** What the task asks **
Would you print word for word the rows from the line with "the red brick" up to and including the last line of the rows below, and nothing else?

** Raw records **
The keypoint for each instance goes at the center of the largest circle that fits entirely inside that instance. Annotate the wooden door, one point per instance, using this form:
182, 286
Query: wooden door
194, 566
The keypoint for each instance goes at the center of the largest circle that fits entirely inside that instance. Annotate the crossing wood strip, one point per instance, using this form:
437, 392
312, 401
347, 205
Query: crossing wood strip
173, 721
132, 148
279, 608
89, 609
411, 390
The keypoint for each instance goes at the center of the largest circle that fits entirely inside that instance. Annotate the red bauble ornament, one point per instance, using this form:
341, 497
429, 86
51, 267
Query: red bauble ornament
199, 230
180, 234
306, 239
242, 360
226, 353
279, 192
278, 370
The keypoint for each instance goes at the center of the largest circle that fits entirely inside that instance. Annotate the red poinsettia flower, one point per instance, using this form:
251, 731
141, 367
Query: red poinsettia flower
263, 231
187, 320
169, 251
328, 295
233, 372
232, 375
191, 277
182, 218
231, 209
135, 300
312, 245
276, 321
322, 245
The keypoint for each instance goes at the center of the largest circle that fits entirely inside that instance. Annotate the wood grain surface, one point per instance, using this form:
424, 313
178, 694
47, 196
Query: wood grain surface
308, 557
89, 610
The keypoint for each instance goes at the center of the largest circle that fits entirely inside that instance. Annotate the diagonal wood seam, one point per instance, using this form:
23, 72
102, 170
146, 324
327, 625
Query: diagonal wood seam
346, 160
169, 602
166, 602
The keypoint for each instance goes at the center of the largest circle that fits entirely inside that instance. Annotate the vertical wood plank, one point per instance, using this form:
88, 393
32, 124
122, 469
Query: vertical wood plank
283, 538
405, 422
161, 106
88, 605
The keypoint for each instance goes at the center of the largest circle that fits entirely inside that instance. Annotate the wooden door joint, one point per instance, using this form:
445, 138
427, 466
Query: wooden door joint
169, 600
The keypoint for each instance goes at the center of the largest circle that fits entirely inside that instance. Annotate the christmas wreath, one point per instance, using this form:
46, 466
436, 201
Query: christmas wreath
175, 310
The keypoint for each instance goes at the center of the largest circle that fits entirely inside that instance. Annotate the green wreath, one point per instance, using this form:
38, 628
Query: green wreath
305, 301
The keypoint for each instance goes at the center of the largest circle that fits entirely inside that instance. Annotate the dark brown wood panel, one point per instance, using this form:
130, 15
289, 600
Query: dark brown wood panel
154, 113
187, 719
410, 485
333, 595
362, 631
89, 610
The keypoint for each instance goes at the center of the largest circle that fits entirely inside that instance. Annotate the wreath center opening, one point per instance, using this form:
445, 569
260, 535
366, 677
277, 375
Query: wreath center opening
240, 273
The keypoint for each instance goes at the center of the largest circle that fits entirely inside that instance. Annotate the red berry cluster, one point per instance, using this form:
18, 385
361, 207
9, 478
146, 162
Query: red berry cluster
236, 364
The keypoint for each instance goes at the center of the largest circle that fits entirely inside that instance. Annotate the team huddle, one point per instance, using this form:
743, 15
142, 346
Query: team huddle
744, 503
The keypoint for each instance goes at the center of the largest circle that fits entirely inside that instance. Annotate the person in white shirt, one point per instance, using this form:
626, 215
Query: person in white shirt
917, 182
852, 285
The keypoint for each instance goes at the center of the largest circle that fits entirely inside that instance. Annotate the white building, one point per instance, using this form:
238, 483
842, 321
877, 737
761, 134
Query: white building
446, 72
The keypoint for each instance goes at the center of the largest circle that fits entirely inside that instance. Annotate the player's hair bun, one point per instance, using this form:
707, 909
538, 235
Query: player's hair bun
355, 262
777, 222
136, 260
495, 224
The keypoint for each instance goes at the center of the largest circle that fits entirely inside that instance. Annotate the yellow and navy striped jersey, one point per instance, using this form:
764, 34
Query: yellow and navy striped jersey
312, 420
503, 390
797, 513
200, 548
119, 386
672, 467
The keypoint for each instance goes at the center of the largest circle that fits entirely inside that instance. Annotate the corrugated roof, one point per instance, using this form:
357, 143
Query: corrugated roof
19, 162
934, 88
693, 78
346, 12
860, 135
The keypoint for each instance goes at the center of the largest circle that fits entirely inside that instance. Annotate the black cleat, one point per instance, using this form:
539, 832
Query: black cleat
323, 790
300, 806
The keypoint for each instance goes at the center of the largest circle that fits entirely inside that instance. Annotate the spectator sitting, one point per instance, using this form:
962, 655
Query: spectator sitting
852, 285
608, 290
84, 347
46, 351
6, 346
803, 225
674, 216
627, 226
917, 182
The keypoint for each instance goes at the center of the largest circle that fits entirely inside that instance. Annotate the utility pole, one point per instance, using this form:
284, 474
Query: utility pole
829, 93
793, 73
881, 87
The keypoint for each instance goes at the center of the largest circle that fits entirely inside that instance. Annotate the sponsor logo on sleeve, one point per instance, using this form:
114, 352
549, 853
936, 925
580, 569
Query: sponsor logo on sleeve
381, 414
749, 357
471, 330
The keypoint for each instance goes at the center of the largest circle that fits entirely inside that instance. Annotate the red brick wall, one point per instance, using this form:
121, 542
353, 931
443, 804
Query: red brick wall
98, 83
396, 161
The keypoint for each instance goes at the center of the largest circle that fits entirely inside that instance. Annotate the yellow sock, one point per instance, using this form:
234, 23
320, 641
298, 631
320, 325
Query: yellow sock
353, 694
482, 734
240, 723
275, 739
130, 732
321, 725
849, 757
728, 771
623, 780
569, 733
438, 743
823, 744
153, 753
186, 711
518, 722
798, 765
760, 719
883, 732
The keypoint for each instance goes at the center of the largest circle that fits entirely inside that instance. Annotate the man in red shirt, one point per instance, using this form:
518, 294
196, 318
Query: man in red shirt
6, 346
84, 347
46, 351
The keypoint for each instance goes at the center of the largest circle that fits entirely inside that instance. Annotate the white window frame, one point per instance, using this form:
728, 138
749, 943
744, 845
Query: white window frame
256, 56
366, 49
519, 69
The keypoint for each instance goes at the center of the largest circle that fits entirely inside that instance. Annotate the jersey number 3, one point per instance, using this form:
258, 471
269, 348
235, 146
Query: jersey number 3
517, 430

** Solution **
The keypoint for each instance goes at the center of the largest circle that fits entirely inside that instance. Annotate the red brick wall, one point per instance, using this form:
121, 542
353, 931
443, 804
Query: red brick wall
98, 83
396, 161
The keypoint for each instance goes at the center of the largest circle that fits entirely inside that instance. Annotate the yellow sock, one point per instance, using this form:
234, 23
320, 641
298, 631
320, 325
Query: yellow sock
353, 694
482, 734
240, 723
275, 739
130, 732
321, 725
849, 757
728, 771
623, 780
569, 733
438, 743
823, 744
153, 753
186, 711
518, 722
798, 765
760, 719
883, 732
The keypoint for each instance goes at the center of the largest circle that fits entirely inside that instance. Annotate the man in red shirt, one point per instance, using this form:
518, 294
196, 318
Query: man in red shirt
6, 346
84, 347
46, 351
The keypoint for each instance goes at the center of the largest circle that fits entirely inside that instance. Annotate the white window frame, one point per instance, using this form:
728, 138
749, 943
744, 845
Query: white window frame
256, 56
366, 49
519, 69
The keypoint for each instance goes at the center of the largest circle that fits entirely inside that instance. Annotate the jersey number 3, one point per instance, using this form:
258, 471
269, 348
235, 146
Query: jersey number 3
517, 430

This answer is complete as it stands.